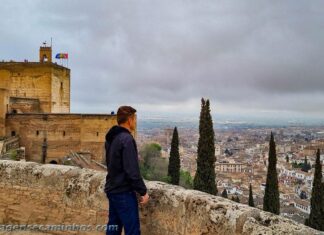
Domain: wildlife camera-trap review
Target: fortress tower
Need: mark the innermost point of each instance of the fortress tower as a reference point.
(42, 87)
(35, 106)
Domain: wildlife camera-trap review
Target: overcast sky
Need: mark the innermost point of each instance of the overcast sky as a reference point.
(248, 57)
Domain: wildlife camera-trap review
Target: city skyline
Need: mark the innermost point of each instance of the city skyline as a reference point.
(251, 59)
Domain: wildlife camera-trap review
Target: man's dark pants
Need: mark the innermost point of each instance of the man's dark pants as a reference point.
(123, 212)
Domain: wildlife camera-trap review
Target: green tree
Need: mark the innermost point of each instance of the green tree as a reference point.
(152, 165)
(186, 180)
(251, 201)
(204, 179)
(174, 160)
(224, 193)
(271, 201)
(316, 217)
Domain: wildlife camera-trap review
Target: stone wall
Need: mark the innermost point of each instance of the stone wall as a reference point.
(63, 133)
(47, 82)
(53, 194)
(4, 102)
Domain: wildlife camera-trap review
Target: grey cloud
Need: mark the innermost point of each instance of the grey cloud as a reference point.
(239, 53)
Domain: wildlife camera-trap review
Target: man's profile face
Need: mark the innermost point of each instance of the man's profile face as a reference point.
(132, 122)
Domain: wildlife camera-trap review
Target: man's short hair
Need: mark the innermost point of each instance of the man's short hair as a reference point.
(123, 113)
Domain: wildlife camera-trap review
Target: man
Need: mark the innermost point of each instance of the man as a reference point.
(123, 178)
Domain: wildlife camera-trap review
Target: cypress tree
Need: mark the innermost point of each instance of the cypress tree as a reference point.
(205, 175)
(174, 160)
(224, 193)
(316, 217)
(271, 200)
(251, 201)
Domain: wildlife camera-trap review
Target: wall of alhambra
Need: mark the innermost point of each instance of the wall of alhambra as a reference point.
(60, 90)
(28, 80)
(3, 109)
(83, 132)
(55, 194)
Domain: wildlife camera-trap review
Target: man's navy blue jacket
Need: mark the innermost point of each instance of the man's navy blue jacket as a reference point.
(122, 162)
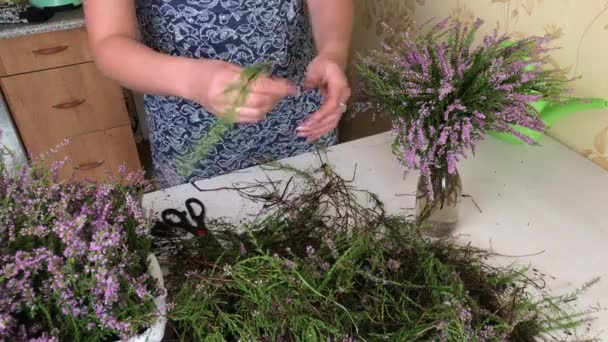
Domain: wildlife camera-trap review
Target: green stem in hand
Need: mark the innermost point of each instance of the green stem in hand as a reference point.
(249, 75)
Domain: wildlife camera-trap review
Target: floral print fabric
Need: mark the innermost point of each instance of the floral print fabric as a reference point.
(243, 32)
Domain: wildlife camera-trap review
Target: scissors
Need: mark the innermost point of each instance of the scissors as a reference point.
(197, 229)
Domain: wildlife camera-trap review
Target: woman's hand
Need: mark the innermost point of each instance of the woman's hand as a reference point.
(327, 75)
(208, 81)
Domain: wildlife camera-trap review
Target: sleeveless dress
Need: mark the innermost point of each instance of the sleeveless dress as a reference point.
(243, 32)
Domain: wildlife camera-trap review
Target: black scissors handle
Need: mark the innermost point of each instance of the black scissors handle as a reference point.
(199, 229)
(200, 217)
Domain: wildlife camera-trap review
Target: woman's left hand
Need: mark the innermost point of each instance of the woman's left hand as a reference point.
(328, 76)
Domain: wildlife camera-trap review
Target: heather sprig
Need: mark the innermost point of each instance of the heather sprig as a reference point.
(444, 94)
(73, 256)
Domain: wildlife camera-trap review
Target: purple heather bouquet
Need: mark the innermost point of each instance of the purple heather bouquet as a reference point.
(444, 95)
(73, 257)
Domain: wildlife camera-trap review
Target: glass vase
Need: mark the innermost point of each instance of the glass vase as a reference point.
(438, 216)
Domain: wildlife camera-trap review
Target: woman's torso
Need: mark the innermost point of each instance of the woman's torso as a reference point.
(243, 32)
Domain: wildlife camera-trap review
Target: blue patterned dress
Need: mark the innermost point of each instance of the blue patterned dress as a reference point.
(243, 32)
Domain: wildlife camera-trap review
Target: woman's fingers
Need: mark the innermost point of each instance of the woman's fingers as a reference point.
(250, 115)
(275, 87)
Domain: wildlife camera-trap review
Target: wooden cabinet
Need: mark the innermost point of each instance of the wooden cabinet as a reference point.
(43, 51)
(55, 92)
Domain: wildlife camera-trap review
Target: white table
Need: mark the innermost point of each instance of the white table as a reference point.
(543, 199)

**WORK TO COMPLETE**
From the line containing "Target: wooden cabinet" to the final line of the entries, print every line exactly and nothing else.

**FINISHED TASK**
Target: wooden cabinet
Need: mark the innermost point of each instance of the wooden cabinet as a reference point.
(43, 51)
(55, 92)
Domain: wildlife camera-trap review
Target: white table
Need: mark the innermost point of each instance of the white table as a reference point.
(543, 199)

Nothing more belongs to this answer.